§ **Records supplied**:
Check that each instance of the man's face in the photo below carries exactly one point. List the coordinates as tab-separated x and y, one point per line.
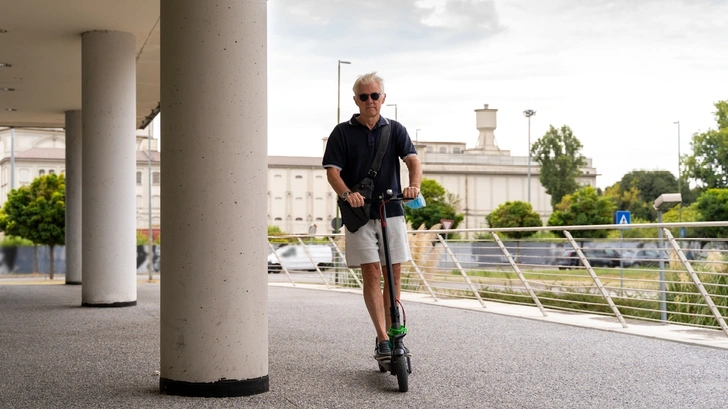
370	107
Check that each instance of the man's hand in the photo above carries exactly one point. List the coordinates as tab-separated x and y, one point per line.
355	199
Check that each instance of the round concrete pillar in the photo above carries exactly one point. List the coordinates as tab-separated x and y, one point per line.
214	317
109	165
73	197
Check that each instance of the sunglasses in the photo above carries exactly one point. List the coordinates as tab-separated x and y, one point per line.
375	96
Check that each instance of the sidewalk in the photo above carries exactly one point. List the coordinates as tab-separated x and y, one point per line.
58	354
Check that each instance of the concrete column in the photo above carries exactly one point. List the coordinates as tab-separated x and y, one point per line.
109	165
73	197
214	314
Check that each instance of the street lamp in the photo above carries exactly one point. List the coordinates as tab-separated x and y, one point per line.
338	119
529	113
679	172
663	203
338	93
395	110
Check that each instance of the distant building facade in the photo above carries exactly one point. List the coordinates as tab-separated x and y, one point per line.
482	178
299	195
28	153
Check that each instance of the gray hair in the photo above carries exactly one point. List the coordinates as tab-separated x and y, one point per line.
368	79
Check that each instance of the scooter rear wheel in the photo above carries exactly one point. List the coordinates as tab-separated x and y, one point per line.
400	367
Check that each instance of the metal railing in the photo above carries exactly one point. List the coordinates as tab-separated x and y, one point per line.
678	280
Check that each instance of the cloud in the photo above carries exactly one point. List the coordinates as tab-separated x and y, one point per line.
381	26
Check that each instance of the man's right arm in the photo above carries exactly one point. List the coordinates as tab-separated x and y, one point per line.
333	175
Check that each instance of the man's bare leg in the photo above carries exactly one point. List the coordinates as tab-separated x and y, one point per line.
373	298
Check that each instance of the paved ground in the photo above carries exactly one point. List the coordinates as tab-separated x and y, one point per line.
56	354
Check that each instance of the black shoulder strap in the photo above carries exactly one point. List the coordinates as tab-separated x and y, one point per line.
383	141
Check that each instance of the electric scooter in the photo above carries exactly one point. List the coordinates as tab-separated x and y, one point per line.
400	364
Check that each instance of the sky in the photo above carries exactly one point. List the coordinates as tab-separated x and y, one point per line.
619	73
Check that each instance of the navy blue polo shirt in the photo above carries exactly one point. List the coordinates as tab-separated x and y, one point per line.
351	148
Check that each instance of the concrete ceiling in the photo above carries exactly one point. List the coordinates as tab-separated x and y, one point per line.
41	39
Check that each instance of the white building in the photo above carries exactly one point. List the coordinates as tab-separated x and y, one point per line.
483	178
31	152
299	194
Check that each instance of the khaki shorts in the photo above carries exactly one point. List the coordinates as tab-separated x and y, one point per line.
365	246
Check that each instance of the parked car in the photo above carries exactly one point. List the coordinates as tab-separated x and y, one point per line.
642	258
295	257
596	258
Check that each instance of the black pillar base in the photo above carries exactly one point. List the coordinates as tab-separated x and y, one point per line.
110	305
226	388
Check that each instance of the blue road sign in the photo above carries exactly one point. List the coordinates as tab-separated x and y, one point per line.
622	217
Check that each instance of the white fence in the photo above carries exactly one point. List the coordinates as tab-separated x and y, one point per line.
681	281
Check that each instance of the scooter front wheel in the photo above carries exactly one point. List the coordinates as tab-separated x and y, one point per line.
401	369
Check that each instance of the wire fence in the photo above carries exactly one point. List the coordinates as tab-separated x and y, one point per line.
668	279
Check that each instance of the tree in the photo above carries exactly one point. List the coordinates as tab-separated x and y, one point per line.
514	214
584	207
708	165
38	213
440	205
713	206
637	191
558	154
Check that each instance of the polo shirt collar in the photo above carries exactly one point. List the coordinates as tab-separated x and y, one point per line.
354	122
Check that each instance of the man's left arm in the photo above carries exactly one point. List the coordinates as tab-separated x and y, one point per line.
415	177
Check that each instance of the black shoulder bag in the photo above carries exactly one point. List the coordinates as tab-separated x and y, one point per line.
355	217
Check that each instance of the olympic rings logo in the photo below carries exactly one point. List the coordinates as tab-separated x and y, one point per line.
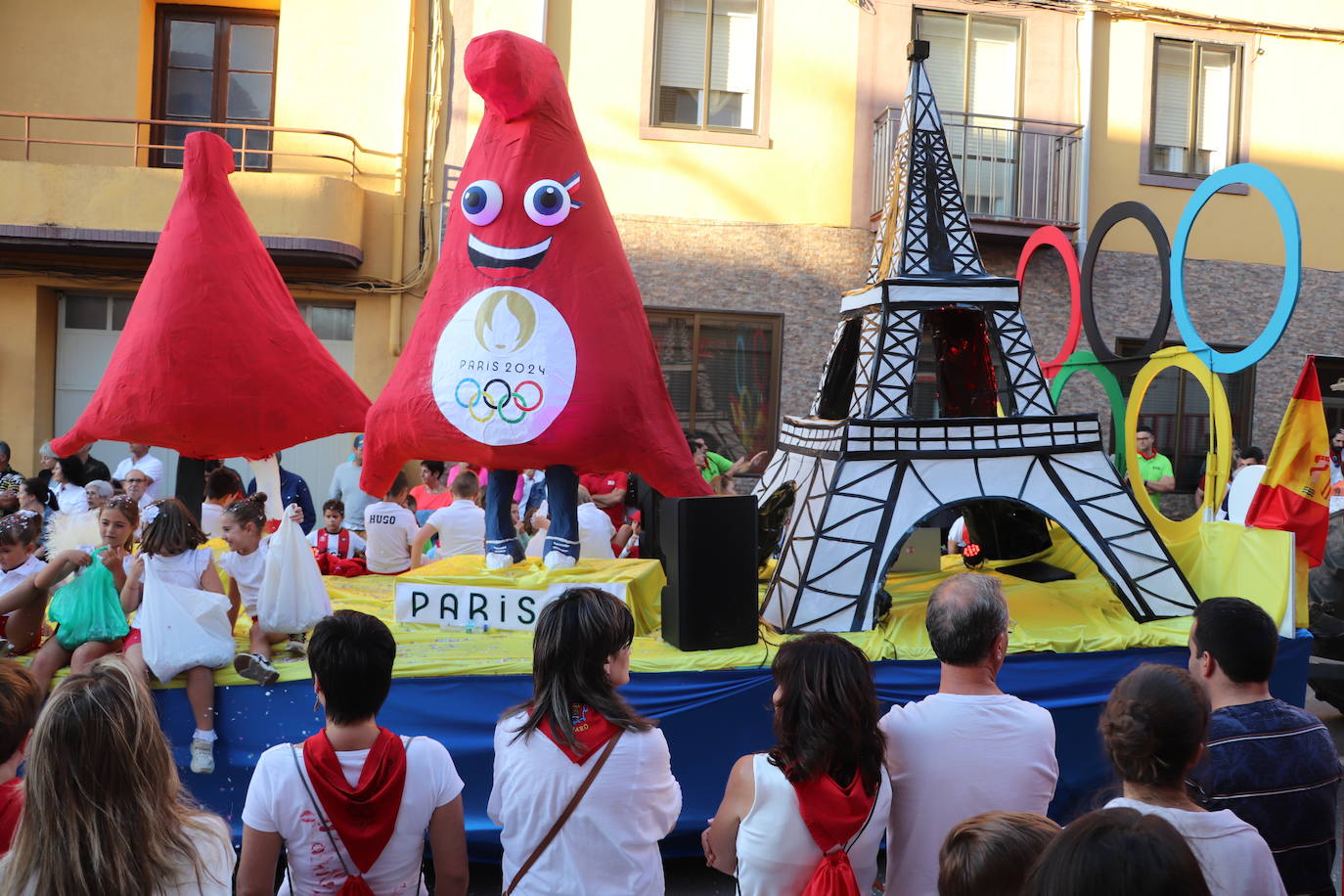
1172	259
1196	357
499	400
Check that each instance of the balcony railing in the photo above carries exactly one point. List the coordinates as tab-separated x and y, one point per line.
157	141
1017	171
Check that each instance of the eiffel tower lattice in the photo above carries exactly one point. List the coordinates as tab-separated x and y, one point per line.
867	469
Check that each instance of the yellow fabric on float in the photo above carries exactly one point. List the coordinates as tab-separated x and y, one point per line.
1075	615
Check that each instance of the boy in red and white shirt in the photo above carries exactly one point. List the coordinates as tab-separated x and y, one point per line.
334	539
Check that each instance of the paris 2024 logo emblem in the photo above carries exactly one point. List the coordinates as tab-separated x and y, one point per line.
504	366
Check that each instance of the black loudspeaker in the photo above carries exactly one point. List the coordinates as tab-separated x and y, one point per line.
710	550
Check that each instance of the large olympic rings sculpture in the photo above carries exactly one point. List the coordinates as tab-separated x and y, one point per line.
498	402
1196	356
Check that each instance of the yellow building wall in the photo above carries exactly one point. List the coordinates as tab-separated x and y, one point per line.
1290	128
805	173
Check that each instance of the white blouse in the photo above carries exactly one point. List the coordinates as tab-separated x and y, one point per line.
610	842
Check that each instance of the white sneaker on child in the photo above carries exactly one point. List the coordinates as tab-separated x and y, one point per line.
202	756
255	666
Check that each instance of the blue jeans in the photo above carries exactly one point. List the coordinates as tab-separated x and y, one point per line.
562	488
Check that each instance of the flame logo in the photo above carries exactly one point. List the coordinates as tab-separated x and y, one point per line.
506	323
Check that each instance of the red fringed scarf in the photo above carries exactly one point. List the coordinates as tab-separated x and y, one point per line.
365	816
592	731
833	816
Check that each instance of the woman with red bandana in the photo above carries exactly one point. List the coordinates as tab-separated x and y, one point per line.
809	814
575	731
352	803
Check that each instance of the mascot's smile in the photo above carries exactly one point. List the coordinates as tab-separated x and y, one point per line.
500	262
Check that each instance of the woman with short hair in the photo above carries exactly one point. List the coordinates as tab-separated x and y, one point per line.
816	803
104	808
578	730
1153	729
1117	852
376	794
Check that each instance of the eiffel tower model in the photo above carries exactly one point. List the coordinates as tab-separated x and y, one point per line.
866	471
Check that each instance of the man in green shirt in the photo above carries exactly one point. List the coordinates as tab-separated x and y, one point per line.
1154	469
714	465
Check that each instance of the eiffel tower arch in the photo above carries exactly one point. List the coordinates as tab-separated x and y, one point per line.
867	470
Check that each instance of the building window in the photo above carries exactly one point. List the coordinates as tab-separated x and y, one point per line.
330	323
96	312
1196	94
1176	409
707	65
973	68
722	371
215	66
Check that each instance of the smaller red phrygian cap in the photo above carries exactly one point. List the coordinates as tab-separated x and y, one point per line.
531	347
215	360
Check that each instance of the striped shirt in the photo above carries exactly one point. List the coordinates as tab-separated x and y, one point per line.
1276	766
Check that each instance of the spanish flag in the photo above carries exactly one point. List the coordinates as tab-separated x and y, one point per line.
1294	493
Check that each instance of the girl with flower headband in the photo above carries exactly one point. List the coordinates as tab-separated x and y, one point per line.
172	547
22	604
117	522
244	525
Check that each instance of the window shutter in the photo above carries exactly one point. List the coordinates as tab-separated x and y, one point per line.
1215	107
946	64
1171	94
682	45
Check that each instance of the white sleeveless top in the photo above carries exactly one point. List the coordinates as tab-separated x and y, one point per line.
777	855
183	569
...
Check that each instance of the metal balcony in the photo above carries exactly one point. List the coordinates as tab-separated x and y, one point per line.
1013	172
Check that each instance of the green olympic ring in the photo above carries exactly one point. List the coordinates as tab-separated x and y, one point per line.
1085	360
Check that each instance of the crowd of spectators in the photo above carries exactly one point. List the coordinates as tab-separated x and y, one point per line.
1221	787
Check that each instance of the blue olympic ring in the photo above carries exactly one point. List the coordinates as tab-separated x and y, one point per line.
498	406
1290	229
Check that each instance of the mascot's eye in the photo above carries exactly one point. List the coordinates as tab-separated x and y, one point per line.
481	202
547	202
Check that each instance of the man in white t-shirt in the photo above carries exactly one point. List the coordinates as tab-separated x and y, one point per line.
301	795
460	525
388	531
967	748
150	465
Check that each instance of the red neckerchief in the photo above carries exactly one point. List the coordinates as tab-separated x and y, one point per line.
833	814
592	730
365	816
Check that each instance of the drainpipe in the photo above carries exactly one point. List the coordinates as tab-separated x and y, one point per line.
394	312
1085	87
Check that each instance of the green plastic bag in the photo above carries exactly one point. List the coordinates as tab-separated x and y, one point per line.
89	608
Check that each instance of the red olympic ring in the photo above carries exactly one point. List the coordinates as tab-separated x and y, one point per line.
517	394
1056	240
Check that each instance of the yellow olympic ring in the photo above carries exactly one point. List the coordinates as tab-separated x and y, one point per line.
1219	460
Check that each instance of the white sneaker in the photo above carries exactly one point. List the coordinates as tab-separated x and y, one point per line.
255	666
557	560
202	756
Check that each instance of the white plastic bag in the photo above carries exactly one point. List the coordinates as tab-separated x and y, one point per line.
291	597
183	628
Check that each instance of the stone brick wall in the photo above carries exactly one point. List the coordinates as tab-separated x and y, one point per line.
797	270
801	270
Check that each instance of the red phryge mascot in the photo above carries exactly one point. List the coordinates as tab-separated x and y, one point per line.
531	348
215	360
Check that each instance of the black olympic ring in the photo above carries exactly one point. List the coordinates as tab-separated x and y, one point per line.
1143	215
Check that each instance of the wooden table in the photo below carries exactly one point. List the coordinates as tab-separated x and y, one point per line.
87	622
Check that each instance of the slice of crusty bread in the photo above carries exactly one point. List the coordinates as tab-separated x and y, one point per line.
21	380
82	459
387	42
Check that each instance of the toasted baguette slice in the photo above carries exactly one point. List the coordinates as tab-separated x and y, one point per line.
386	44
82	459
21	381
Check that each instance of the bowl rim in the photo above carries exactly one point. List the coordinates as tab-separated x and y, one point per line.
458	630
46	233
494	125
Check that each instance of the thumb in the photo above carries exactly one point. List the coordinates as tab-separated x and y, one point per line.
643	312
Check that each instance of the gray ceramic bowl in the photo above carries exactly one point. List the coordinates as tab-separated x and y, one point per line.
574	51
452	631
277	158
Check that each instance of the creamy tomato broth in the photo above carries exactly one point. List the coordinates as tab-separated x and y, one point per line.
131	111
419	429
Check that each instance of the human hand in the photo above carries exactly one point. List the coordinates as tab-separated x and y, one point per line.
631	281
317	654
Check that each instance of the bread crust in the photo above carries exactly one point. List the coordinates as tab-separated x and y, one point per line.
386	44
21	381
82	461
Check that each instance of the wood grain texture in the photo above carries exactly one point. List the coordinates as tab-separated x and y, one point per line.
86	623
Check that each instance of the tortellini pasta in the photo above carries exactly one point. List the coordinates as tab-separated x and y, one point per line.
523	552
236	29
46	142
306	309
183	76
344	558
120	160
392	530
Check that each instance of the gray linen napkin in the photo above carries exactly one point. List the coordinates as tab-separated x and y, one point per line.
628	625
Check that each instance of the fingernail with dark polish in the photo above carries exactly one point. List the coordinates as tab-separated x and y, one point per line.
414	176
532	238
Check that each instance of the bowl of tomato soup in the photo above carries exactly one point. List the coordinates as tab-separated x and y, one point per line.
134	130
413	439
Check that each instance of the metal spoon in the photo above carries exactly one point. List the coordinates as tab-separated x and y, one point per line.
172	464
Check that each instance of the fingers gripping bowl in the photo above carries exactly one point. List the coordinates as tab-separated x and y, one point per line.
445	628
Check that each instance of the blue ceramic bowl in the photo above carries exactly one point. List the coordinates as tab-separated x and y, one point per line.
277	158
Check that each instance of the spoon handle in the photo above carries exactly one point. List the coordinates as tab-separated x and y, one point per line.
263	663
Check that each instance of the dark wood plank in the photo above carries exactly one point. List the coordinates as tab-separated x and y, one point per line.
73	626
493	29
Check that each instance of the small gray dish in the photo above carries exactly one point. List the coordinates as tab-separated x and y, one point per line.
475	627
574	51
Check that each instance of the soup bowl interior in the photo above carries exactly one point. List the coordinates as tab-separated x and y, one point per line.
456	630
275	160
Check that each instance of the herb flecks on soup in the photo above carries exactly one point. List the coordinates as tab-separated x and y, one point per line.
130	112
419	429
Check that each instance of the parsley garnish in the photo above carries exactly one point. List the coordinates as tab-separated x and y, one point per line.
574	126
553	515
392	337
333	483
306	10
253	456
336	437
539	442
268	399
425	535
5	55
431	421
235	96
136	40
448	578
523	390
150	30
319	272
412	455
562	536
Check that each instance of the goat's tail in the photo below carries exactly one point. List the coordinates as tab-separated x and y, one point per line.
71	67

§ **Problem description**:
Pull out each line of the records containing the string "railing". The match is case-sensitive.

§ **Solution**:
Check that each instance of the metal railing in the photo above carries exactly one point. List the coordinates as tab-separated x and y, one point per line.
Check that each instance of the balcony railing in the photo above carries exactly one point. List the coordinates as tab-separated x and y, one point per line.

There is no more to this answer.